**What to produce:** Count the lines in the records below that contain the string "negative", treating uppercase and lowercase as different. Reply with the number alone.

**Task input:**
━━━

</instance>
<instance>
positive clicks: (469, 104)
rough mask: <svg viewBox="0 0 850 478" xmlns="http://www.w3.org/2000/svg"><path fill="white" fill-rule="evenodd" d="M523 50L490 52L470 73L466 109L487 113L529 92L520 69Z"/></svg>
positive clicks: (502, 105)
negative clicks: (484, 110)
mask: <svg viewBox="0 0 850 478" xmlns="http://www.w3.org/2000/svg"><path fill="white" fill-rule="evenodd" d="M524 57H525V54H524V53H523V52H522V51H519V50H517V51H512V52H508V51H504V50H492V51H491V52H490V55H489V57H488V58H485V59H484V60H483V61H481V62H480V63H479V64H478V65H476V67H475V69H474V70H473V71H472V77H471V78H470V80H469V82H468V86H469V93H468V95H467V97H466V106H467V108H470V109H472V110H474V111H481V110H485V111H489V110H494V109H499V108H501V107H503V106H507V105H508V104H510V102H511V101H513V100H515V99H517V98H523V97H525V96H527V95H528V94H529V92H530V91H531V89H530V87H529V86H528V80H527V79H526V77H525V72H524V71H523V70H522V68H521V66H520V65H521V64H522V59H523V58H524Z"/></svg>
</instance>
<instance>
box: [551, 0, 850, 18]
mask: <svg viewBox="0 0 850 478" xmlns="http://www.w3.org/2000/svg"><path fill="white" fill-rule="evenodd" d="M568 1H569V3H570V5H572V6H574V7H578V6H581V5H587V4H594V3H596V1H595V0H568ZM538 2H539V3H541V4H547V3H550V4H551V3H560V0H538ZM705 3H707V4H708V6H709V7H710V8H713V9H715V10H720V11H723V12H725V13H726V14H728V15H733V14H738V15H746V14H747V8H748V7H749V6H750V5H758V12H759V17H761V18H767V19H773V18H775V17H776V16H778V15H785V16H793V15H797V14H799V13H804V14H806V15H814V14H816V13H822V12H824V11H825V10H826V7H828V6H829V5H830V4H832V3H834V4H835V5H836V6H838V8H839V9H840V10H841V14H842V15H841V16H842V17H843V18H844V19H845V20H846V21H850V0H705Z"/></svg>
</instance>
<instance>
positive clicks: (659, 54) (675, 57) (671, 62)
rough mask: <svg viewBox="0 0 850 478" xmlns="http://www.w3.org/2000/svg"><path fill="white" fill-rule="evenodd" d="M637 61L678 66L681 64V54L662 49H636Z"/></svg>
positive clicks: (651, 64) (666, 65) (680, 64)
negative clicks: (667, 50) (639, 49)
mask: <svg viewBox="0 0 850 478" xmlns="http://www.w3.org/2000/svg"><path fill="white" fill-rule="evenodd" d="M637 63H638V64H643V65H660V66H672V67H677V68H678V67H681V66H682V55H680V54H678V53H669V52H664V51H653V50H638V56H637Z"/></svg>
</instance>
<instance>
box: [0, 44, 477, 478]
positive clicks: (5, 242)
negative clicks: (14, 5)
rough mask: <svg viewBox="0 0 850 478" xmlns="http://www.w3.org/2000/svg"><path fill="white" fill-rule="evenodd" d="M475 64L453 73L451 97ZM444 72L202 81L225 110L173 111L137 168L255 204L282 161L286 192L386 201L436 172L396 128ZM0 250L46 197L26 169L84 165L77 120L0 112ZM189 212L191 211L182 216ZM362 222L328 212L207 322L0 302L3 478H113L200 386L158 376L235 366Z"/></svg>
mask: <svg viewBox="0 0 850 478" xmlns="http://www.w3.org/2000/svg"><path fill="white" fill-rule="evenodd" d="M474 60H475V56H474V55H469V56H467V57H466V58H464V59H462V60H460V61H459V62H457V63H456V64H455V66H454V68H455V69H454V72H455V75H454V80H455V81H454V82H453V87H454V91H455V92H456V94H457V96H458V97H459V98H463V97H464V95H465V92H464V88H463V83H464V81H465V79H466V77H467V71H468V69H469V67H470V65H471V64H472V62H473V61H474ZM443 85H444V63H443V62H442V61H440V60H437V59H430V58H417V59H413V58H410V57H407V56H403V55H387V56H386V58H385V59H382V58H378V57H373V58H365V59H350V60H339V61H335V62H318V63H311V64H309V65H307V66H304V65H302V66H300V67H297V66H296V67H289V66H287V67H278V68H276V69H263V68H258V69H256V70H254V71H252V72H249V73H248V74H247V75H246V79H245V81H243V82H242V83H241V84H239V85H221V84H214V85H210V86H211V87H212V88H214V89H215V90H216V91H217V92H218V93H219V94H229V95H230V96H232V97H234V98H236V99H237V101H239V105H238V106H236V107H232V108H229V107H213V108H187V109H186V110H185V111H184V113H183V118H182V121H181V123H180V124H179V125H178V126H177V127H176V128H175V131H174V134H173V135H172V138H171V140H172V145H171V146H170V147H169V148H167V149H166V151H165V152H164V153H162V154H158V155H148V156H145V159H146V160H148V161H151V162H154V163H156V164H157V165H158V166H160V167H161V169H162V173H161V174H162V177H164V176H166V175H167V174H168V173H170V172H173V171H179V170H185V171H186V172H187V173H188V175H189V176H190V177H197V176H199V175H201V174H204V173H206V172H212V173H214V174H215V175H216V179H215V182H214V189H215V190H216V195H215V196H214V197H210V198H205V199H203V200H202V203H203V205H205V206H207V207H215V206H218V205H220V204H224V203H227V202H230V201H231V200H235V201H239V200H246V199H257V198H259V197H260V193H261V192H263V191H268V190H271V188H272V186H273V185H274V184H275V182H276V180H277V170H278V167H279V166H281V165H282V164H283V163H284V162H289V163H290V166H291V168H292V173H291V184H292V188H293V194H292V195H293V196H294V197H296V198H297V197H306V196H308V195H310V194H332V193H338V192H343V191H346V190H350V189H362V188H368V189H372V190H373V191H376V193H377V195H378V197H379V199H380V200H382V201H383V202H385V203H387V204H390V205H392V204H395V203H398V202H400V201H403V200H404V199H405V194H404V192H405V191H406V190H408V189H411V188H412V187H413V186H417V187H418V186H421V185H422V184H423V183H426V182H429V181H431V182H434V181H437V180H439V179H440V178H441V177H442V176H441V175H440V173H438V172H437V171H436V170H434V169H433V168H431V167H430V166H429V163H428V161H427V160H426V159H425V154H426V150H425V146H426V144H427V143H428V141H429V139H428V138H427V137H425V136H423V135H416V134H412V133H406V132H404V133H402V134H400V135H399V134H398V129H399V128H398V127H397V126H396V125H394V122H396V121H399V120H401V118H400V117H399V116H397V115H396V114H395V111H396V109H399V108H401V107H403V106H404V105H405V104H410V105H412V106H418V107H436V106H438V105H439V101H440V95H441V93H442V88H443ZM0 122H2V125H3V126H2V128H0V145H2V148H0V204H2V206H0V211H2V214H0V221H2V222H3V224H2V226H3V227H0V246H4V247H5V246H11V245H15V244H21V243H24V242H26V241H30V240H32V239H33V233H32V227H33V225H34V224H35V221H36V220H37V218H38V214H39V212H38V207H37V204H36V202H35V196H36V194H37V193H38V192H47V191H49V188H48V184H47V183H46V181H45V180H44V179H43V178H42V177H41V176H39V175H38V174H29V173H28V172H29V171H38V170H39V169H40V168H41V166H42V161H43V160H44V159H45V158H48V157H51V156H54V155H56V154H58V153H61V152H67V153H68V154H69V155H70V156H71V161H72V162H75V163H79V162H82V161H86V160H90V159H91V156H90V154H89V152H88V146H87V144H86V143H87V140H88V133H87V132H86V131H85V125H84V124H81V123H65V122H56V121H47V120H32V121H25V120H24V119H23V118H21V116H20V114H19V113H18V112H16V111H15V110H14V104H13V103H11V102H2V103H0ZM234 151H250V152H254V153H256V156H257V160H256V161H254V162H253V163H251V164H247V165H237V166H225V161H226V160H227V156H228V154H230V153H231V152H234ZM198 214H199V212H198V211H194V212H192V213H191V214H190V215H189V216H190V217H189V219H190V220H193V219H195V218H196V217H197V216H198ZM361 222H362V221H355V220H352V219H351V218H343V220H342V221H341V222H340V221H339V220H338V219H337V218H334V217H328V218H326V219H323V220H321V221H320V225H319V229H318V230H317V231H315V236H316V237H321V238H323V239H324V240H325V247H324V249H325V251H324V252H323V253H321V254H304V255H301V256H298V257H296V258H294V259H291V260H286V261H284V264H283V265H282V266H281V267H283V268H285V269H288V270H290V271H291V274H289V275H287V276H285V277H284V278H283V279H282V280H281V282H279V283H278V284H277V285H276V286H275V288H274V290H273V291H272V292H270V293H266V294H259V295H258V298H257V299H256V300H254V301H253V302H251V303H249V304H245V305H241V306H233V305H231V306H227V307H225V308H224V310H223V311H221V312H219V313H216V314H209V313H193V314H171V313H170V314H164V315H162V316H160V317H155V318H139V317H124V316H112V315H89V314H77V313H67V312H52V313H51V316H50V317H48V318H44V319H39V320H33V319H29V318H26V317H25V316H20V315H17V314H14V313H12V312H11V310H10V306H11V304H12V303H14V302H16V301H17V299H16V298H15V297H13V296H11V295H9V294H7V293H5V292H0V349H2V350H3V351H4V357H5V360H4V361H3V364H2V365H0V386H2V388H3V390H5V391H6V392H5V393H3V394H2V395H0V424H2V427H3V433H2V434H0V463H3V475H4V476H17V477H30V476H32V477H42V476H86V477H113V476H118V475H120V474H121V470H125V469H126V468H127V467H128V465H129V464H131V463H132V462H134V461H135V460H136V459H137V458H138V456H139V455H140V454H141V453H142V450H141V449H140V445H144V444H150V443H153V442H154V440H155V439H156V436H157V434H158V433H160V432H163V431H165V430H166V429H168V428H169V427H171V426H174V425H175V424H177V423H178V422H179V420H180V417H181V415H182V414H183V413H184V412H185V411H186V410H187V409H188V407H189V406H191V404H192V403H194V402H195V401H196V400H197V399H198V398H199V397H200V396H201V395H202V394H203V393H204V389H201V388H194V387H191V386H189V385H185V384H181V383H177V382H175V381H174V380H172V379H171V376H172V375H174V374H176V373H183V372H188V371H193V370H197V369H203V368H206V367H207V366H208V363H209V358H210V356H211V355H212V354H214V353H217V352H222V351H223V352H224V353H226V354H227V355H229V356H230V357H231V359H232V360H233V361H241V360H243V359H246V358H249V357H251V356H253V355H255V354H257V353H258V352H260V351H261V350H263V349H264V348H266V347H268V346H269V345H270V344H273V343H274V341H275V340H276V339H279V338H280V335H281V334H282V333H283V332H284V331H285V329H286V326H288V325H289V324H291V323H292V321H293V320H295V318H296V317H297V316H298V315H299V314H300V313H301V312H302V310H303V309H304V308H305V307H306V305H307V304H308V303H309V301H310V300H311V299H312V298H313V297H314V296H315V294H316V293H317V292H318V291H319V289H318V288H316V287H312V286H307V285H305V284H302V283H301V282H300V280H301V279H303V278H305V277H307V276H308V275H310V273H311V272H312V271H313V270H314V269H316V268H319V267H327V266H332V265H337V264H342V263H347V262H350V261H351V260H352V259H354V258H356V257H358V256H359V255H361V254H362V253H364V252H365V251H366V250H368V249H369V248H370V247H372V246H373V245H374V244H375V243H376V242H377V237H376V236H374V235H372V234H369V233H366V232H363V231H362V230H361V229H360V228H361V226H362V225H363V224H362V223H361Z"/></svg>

━━━

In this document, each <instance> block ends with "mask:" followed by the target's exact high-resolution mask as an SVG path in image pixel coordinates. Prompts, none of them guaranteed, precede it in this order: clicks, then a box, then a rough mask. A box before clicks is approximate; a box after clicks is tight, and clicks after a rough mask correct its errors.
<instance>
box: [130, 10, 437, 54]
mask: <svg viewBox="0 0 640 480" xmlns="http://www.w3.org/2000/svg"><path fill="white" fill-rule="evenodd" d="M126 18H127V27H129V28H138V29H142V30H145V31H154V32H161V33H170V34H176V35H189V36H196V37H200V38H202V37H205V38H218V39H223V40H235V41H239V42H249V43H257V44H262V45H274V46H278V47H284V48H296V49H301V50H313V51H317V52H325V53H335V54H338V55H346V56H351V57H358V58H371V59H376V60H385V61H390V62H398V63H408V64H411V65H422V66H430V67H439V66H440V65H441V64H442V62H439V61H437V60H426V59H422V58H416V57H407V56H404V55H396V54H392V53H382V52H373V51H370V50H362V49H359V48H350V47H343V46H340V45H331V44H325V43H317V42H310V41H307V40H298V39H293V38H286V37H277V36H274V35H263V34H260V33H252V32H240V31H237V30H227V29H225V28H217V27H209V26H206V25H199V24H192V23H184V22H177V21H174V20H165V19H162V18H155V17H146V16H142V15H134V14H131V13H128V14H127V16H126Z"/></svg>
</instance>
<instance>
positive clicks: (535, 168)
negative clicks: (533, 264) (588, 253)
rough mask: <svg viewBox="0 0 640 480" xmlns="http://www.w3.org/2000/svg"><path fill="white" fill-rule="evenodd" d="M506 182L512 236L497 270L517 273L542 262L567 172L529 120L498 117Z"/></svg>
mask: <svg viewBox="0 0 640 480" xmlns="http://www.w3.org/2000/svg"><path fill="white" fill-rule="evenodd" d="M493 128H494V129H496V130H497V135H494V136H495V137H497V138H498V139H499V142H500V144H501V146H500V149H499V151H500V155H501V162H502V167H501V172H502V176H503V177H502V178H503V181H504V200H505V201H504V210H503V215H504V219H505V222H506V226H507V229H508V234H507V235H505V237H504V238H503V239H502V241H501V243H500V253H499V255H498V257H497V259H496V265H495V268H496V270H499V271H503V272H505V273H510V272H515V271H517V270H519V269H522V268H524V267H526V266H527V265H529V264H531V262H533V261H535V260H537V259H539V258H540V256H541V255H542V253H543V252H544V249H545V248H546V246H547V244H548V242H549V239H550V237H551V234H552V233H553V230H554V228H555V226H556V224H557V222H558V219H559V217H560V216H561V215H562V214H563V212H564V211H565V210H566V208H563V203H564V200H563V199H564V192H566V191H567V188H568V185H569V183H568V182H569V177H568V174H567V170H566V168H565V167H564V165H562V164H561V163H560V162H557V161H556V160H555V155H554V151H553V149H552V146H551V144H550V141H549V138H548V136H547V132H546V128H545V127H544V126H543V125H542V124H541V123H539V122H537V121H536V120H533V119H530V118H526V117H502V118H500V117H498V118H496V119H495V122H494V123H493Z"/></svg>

━━━

**Result:** 4